**Task prompt**
Please offset the rows below by writing each one out again in full, requests included, with 99 added to every bounding-box coordinate in the answers and the requests and their format samples left unchanged. Leave the pictures out of your answer.

------------------------------

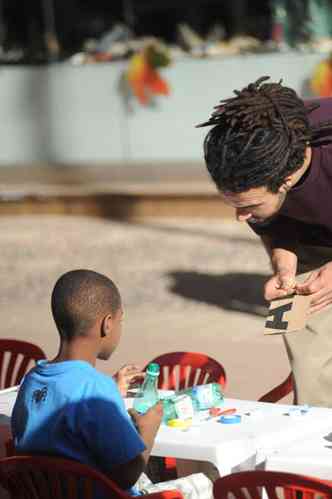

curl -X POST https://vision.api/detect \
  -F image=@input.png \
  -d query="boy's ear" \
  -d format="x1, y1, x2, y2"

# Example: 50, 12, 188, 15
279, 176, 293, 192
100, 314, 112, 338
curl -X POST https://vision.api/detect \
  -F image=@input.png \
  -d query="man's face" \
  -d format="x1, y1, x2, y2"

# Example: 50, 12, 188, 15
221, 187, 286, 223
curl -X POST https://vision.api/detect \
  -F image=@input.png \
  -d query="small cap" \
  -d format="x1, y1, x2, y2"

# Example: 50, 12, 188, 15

------------------------------

**Complete response**
curl -X POST https://vision.api/detect \
  -F image=@input.png \
  -d query="boy's ear" \
  -d format="x1, y1, x2, y2"

# Example: 50, 12, 188, 15
378, 275, 392, 291
199, 413, 211, 437
curl -X POST https://vision.api/detect \
  -F image=@input.png \
  -d query="man's face" \
  -d format="x1, y1, x2, y2"

# Example: 50, 12, 188, 15
320, 286, 385, 322
curl -X POST https://vision.api/detect \
  -F image=@input.png \
  -d query="small cap" \
  -d format="x1, y1, x2, y2"

# Example: 50, 12, 188, 15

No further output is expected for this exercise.